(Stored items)
-*-*-

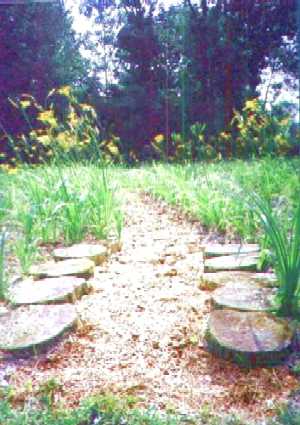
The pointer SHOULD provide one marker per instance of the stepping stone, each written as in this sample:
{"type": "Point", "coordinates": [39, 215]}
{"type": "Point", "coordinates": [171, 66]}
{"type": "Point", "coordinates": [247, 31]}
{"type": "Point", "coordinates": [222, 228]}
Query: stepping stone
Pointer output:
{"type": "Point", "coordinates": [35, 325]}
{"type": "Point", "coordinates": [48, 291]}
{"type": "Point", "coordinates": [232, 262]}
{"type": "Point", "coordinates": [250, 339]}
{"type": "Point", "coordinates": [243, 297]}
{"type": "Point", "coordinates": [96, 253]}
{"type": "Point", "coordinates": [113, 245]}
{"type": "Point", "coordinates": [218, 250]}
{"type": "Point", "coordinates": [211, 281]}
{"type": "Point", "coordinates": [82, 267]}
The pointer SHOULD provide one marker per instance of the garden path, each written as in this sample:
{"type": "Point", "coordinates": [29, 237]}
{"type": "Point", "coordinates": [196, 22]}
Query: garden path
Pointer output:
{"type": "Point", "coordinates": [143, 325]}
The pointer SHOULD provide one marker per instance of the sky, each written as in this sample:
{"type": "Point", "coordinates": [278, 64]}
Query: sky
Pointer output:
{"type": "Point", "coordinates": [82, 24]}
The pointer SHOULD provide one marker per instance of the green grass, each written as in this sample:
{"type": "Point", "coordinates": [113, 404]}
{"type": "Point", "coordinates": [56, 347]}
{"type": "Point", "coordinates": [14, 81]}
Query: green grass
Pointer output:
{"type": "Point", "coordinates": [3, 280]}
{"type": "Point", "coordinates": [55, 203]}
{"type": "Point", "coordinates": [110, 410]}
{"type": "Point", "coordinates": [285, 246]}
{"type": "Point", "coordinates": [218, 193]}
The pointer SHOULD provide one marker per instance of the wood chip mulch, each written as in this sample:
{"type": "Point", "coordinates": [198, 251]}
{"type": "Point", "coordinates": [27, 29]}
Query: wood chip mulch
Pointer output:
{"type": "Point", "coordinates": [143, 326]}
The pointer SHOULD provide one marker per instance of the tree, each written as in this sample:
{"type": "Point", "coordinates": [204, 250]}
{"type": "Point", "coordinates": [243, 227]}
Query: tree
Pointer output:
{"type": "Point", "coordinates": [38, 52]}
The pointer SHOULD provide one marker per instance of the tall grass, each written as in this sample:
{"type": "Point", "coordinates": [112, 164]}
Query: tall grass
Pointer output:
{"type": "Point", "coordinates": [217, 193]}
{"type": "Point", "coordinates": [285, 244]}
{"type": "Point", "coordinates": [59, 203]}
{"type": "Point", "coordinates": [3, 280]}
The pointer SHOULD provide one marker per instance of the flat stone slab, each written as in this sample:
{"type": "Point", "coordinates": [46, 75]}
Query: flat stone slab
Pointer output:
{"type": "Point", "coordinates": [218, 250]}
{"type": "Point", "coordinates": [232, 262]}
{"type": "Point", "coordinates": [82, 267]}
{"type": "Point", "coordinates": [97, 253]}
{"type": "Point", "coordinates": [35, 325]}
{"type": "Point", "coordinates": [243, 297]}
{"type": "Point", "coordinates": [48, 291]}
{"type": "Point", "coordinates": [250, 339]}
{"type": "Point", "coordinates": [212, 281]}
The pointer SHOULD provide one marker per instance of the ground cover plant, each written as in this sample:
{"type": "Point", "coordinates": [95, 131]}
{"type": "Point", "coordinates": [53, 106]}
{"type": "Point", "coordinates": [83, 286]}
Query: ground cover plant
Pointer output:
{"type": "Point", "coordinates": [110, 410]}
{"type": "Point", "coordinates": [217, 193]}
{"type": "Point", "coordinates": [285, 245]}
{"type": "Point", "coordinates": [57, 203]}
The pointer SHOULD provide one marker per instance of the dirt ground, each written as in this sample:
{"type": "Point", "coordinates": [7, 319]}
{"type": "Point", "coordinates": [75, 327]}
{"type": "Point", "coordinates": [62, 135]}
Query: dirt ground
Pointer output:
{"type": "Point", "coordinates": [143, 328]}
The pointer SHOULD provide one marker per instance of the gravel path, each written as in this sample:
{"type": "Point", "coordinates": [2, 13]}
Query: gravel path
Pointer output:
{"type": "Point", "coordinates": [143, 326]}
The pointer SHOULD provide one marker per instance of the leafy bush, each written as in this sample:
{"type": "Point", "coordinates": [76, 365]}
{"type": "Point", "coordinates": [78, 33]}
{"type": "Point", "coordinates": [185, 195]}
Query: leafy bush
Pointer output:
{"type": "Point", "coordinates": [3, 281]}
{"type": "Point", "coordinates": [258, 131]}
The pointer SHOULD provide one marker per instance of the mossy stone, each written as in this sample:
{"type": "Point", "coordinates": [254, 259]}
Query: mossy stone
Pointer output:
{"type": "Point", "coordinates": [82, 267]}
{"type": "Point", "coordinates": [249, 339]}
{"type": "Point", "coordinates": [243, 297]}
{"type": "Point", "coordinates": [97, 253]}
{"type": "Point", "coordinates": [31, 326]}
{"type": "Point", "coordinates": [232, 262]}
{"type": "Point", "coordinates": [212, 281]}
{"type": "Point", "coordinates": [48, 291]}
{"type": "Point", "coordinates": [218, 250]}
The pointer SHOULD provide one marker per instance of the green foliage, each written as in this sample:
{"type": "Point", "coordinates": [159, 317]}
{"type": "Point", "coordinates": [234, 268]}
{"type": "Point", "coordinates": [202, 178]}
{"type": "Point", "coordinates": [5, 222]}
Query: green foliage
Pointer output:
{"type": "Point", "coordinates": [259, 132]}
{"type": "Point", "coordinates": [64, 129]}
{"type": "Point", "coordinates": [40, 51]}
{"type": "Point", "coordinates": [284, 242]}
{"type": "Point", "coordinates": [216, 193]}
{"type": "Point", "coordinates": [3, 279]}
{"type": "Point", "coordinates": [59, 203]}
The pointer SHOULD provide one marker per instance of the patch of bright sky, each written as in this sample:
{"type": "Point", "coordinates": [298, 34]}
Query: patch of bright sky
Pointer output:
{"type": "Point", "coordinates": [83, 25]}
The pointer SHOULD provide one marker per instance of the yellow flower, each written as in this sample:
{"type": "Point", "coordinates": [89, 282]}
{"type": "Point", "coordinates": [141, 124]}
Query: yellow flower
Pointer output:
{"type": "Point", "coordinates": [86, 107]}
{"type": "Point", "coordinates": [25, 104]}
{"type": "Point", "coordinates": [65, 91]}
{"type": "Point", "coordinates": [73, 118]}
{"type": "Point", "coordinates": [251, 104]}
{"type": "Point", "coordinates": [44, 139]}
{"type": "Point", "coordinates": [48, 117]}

-*-*-

→ **Required action**:
This exercise asks for an exact copy of the lines from the first one in the data through the line that contains "Query: green grass", pictures excluded.

→ **Result for this task**:
The pointer SHOULD provide one marker per instance of the stepping stone, each written as in this sample:
{"type": "Point", "coordinates": [39, 215]}
{"type": "Point", "coordinates": [171, 66]}
{"type": "Point", "coordinates": [247, 31]}
{"type": "Point", "coordinates": [222, 228]}
Query: stepping stone
Pointer output:
{"type": "Point", "coordinates": [35, 325]}
{"type": "Point", "coordinates": [48, 291]}
{"type": "Point", "coordinates": [232, 262]}
{"type": "Point", "coordinates": [250, 339]}
{"type": "Point", "coordinates": [243, 297]}
{"type": "Point", "coordinates": [96, 253]}
{"type": "Point", "coordinates": [113, 245]}
{"type": "Point", "coordinates": [218, 250]}
{"type": "Point", "coordinates": [211, 281]}
{"type": "Point", "coordinates": [82, 267]}
The pointer SHOULD provide one marker per instance of the garden path, each written as in this sample:
{"type": "Point", "coordinates": [29, 237]}
{"type": "Point", "coordinates": [196, 22]}
Query: garden path
Pointer output:
{"type": "Point", "coordinates": [143, 325]}
The pointer SHOULD provide one marker per instance of the sky, each written as in this sample:
{"type": "Point", "coordinates": [278, 64]}
Query: sky
Pointer output:
{"type": "Point", "coordinates": [82, 24]}
The pointer SHOULD provide one marker per instance of the green grass, each written as in this sample:
{"type": "Point", "coordinates": [113, 404]}
{"type": "Point", "coordinates": [56, 347]}
{"type": "Point", "coordinates": [14, 81]}
Query: green grass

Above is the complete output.